▶ [Fragmento de texto]:
------------

Varios
terroristas de nacionalidad saudí atentan contra EEUU. Éste reúne a sus aliados
y en represalia atacan a Afganistán; mandan ocuparlo con 300.000 soldados,
equipados con la tecnología punta, para encontrar a un individuo llamado Bin
Laden. ¡Si a Gadafi le localizaron y le mataron sólo un día después de la
visita de Hilary Clinton a Libia!
Los
mismos CSIs que pusieron la cara de Gaspar Llamazares al nombre del saudí en
los carteles encontraron pasaportes (hechos de papel) de los terroristas,
debajo de toneladas de amasijo de hierro fundido en el infierno de las Torres
Gemelas. Determinaron en pocos días que eran 19 musulmanes, 15 de ellos de
Arabia Saudí (¡ningún afgano entre ellos!) y que recibían órdenes desde las
cuevas de Afganistán. Allí fueron a buscar a Bin Laden y ¡zas! le encontraron
diez años después en Pakistán –estrecho aliado de EEUU- y en vez de capturarle
vivo para llevarle ante los tribunales, le mataron.
Si
no fuera porque en esta tragedia afgana han muerto decenas de miles de
inocentes, el relato parecería un cuento humorístico inventado por un
aficionado.
Cui
bono? «¿A quién beneficiaba?». La invasión y la ocupación de
Afganistán obedecen a un plan diseñado antes del 11S. con diferentes objetivos
a lo largo de esos años:
1978:
EEUU recurre al fundamentalismo religioso para acosar a la Unión Soviética en
su área de influencia: desde el norte, a través de Juan Pablo II, un Papa
nacido en Polonia –país ultracatólico-, y desde el sur, mediante los
Muyahidines y en Afganistán. Ambos países gobernados por comunistas. Lech
Valesa y Bin Laden ejecutarán esta misión.

------------

Según el fragmento, ¿cuántos de los 19 terroristas procedían de Arabia Saudí? Responde solo con lo que dice el fragmento.

------------

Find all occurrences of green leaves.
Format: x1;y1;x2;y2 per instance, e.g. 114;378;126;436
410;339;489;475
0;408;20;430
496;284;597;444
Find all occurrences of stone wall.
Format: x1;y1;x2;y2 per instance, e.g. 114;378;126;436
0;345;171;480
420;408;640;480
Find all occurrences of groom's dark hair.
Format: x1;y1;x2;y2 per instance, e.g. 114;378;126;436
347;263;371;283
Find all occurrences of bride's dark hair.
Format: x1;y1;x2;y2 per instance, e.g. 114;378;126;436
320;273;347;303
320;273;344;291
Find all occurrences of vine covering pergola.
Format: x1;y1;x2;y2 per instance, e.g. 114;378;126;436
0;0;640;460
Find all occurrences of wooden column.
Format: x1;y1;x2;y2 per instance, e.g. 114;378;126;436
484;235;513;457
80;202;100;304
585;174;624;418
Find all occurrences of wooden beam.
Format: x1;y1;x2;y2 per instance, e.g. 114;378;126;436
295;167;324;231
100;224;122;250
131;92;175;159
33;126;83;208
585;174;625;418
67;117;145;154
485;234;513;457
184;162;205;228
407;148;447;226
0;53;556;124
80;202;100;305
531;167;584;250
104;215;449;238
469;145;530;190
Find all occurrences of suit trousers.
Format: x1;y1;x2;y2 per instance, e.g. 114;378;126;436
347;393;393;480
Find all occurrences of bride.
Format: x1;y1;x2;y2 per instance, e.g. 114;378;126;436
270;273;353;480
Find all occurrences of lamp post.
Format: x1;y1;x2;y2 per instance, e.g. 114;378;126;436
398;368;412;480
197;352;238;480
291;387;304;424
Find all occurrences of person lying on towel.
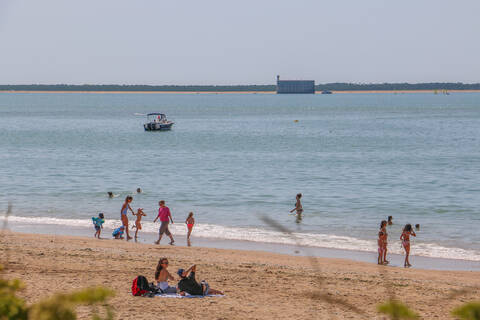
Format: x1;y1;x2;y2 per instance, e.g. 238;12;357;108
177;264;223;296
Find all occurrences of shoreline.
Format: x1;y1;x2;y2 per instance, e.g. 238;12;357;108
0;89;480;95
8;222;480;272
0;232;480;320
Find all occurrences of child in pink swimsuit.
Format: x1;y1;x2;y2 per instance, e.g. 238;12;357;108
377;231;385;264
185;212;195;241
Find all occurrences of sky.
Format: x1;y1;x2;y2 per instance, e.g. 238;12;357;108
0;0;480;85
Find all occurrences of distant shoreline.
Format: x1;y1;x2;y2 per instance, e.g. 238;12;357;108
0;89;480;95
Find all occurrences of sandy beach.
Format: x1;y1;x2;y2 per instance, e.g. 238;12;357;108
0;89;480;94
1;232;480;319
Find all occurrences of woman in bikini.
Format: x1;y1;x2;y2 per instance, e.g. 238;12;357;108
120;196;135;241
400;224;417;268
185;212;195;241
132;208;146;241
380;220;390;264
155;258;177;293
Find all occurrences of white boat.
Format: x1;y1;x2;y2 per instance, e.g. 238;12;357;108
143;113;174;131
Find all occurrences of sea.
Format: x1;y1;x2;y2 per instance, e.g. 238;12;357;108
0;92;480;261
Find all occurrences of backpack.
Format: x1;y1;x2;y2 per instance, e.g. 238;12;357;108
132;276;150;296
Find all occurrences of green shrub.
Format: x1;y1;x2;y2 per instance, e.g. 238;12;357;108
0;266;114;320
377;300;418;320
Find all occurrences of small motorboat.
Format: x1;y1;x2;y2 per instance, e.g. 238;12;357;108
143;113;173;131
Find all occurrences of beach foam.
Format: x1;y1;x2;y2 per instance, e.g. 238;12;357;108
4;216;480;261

------------

▶ [Resultado]:
15 de los 19.